(Object point labels)
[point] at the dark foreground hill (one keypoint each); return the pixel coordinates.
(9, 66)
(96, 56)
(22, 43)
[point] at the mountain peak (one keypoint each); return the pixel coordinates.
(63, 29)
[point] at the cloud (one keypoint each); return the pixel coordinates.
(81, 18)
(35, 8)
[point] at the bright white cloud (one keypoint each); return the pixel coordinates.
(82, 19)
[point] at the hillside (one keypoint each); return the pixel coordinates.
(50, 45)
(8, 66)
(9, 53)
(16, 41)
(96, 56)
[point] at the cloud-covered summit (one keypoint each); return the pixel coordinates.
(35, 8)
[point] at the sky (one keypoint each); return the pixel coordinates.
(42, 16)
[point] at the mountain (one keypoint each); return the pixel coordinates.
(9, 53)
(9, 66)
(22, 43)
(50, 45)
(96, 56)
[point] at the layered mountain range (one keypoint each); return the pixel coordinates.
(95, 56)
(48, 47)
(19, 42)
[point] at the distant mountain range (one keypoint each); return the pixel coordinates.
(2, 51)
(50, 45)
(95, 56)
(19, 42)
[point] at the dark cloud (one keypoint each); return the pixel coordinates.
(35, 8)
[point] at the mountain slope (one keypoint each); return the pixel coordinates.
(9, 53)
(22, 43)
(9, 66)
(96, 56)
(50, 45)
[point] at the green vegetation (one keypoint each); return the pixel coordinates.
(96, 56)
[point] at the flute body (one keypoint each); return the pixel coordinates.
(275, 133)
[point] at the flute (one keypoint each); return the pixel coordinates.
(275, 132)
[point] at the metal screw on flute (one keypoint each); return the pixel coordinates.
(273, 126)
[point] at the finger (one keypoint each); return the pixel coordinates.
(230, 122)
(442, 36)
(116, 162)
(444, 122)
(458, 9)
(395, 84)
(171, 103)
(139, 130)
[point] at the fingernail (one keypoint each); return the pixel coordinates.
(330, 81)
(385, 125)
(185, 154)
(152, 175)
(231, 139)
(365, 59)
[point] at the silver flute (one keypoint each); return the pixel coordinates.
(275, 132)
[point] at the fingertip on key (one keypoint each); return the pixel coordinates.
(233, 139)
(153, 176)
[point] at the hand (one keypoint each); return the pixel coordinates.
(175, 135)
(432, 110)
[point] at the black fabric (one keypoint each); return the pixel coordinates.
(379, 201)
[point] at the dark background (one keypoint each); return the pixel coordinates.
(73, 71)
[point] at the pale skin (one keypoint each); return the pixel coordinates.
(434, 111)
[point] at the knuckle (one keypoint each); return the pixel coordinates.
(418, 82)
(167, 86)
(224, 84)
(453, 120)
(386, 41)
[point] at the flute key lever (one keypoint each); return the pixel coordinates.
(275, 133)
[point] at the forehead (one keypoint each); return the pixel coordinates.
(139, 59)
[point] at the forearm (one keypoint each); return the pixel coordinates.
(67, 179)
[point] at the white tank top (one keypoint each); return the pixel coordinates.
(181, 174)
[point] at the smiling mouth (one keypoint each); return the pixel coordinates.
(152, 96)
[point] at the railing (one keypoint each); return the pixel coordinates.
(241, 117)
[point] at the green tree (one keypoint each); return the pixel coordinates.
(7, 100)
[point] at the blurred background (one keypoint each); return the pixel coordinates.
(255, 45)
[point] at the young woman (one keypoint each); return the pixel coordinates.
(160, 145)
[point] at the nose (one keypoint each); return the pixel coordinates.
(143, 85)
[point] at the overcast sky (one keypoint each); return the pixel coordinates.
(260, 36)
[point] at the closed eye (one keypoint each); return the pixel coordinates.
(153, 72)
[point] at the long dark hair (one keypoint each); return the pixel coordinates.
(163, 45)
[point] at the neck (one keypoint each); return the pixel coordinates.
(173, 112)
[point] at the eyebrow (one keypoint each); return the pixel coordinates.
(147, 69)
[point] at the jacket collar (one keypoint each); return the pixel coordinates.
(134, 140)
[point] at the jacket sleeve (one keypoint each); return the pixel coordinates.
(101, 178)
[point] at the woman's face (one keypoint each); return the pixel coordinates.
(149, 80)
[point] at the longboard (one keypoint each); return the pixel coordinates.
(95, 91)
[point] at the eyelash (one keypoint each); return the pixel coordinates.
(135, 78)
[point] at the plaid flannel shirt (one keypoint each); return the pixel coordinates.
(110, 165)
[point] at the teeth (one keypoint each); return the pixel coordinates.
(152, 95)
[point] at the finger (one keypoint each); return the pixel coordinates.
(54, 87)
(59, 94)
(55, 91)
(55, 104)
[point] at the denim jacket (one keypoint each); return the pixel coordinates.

Work to do
Rewrite the data from the line containing "[point] at the longboard" through the end of the data, swapping "plaid flannel shirt" for "checked flannel shirt" and leaving everything else the same.

Output of the exercise
[point] at the longboard (one keypoint each); return the pixel coordinates.
(95, 91)
[point] at the eyelash (one keypoint each); return the pixel coordinates.
(135, 78)
[point] at the checked flannel shirt (one keypoint each); return the pixel coordinates.
(110, 165)
[point] at the teeth (one keypoint each); return the pixel coordinates.
(152, 95)
[point] at the finger (one keypoint each); return the pixel coordinates.
(54, 87)
(59, 94)
(55, 91)
(55, 104)
[point] at the denim jacket (one keypoint each); return the pixel coordinates.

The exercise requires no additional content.